__WHAT THE TASK ASKS__:
Every entry should be reproduced precisely, with each picture left out.

Dataset entries:
..........

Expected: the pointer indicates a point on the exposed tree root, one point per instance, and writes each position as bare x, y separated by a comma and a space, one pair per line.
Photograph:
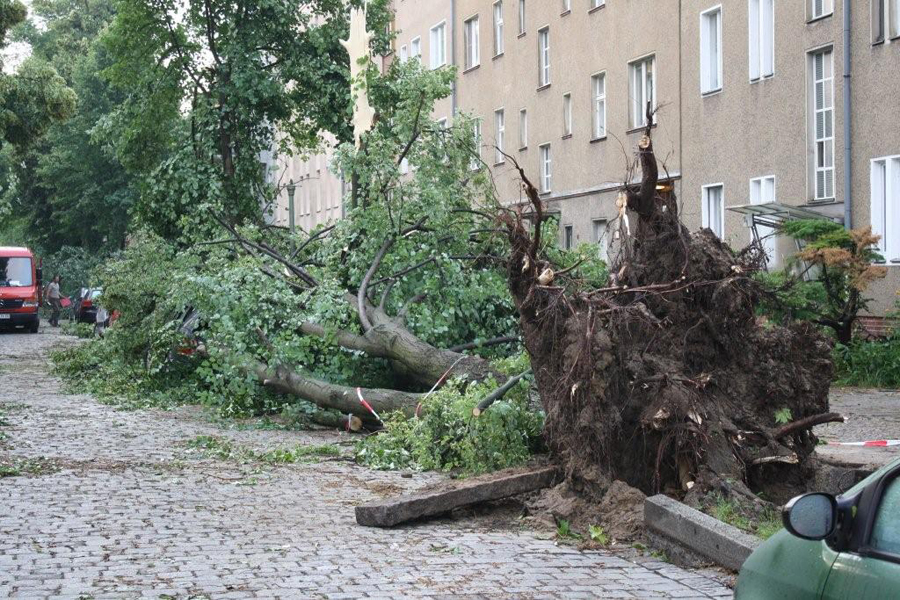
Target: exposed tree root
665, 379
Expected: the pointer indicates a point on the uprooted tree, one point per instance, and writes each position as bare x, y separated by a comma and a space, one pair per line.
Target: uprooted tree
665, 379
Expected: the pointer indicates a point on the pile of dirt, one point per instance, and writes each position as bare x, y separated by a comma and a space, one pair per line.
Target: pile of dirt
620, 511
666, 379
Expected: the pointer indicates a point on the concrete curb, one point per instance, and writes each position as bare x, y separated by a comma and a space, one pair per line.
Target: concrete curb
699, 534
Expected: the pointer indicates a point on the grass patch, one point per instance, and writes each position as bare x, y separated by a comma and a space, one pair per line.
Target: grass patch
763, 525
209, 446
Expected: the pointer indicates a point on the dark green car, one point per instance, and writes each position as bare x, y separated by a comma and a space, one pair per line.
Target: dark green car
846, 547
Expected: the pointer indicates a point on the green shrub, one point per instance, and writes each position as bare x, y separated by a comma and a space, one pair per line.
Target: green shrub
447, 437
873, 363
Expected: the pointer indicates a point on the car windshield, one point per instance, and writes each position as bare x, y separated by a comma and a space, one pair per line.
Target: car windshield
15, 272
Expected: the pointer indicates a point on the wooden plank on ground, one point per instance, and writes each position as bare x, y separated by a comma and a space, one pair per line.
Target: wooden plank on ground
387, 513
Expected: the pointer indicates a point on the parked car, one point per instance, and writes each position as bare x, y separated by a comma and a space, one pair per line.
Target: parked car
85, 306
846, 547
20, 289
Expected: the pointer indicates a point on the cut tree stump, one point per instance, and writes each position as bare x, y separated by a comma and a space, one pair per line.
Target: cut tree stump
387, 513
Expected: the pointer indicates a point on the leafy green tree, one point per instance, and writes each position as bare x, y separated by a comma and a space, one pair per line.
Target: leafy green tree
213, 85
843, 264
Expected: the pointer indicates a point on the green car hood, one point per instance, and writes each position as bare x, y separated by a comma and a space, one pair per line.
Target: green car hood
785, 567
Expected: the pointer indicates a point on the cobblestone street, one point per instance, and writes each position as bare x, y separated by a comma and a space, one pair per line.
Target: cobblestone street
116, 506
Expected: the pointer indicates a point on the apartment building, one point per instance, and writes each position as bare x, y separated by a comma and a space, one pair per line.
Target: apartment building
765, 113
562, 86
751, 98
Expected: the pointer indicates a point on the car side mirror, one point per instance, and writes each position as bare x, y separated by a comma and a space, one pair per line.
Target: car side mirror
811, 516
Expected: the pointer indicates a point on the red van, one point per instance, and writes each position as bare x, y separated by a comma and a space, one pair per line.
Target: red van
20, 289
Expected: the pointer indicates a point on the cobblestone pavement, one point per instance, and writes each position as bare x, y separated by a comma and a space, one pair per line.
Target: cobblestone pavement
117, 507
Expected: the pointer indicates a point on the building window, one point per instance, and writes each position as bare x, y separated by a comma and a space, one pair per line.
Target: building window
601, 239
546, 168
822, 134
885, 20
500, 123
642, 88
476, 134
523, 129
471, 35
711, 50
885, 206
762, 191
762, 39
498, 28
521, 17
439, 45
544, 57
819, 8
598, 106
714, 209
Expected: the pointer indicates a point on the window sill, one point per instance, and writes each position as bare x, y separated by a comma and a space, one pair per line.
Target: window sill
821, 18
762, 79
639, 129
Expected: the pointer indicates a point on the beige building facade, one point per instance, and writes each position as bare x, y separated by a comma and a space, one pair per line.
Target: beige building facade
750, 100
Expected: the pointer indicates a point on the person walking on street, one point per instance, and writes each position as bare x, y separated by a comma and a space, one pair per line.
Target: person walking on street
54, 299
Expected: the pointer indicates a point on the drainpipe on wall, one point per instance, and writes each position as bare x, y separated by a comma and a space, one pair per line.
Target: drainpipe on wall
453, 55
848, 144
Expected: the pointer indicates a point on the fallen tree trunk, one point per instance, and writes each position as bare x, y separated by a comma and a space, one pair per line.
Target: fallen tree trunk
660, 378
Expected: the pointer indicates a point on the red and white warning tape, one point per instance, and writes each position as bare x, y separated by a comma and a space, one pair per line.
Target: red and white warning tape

..........

__TASK RESPONSE__:
Expected: the pointer indicates a point on the exposed tree root, one point per instance, and writes each position as bare x, y separated by a comma and a space, one pair per line.
Photograph:
Target: exposed tree root
665, 379
Expected: the pointer indicates a point on the uprooted tree, one point per instance, and writes each position as bare x, y separated by a comma and a space, one pair per line.
Target: uprooted tree
665, 379
Expected: the pointer indicates a point on the pile of dirt, one point per instance, and writes each position as bare x, y separated by a comma and a space, one pair per line.
Target: pile of dirt
620, 511
666, 379
Expected: the pointer indicates a point on the concrete curb, one point per instance, and writes each position as bare x, y separated by a comma and a space, one pair per line.
Target: concrete curb
699, 534
Expected: the pointer indicates a point on the grass patch, one point per instance, and writes each position as bare x, y separated by a comma and a space, one pair per line.
Target: grass patch
763, 525
209, 446
Expected: the pointer indicates a point on the dark green car, one point per instance, and writes each position as bare x, y separated by a comma and a space, one pair per line.
Target: dark green car
846, 547
Expected: the pointer indicates a point on the green shrub, one point per instance, and writes each position as bare x, y separated by a comma and a space, one pair per line.
Target: green shrub
447, 437
873, 363
Expected: the pointer indicates a point on the car windshield, one point per instance, and writes each position as bare x, y separated by a comma and a space, one pair per line.
Target: car windshield
15, 272
Expected: the pointer indicates a point on the wooden plank on ground, one point per instance, and writes each position as bare x, y separated by a comma and a space, one pair per line.
Target: wooden plank on ground
387, 513
Expected: the pointer indicates a point on the parked car, one point per instance, and writes each position as bare x, y separated by a comma and a space, one pair per line.
Target: parked car
85, 306
846, 547
20, 289
Expected: the pointer indicates a point on the cut tree stump, one point per instance, and writes each position as bare x, y separated by a comma and a space, one pair per line.
Target: cut tree stump
387, 513
Expected: the pointer indicates a point on the leafy green tree, one point per instance, and writes each position as bare x, y separated by a comma and a space, one pair per line.
Target: leafy green tree
213, 85
843, 264
Expected: the pointer indicates a point on the green car hood, one point per instance, and writes each position as bare x, y separated by a comma and a space, one pair per line.
Target: green car hood
785, 567
Expected: the pointer indicates a point on the cobblestone street, one point per instance, and writes each position as bare x, y separated by a comma and a space, one pair per line.
Target: cobblestone street
116, 506
Expected: the pointer indicates a point on the apartment building, one point per instance, and writes each position as bare x, y separated by a comma and a space, one pair per line.
Target: apartment building
765, 113
562, 86
751, 98
Expected: the pointer indicates a point on the car side mirror, one point per instance, and writes each position as bare x, y separated by a comma and a space, one pair per line.
Target: car side mirror
811, 516
Expected: the pointer indicates a point on the red van, one point per instance, and writes each position as bare x, y separated by a comma and a space, one pair per line.
Target: red van
20, 289
Expected: the pointer indicates a point on the cobblestone pavement, one point per instance, and writes each position as bare x, y separated by a comma and a space, one pair per line.
Target: cobblestone pavement
117, 507
Expected: the pointer indicates a point on the building window, one point per instance, and writes each position as bare x, y separated by a comma and a space, one pair per line.
Target: building window
601, 239
546, 168
822, 134
885, 20
500, 123
642, 88
476, 134
523, 129
471, 35
711, 50
885, 206
762, 191
762, 39
498, 28
521, 17
439, 45
544, 57
819, 8
598, 106
714, 209
Expected: the pointer indicates a point on the window sill, one point per instance, and writes each position as bare x, y separated by a comma and a space, one pair per line.
Target: window sill
821, 18
762, 79
639, 129
Expected: the pointer indicates a point on the beige building facade, one point per instance, and writes each position as bare x, y separated by a comma and a space, one pair per line.
Target: beige building facade
750, 100
Expected: the pointer indicates a point on the person walking on street, one point per instance, and writes each position as bare x, y separated by a comma and a space, one pair per line.
Target: person walking on street
54, 299
Expected: the pointer indicates a point on the drainpipe on wall, one point per instance, and writes each position as bare x, y separated by a comma and a space, one pair per line.
Target: drainpipe on wall
453, 55
848, 144
Expected: the pointer indicates a point on the fallen tree trunk, one point per instance, and writes each position as bare x, y separated by a comma and a space, one pair per line.
Target: fallen tree trunk
660, 378
Expected: the pointer indicates a point on the red and white warning tape, one point per instance, and writes each position as bare x, y separated by a comma and a space, one pair per line.
Target: red and white warning tape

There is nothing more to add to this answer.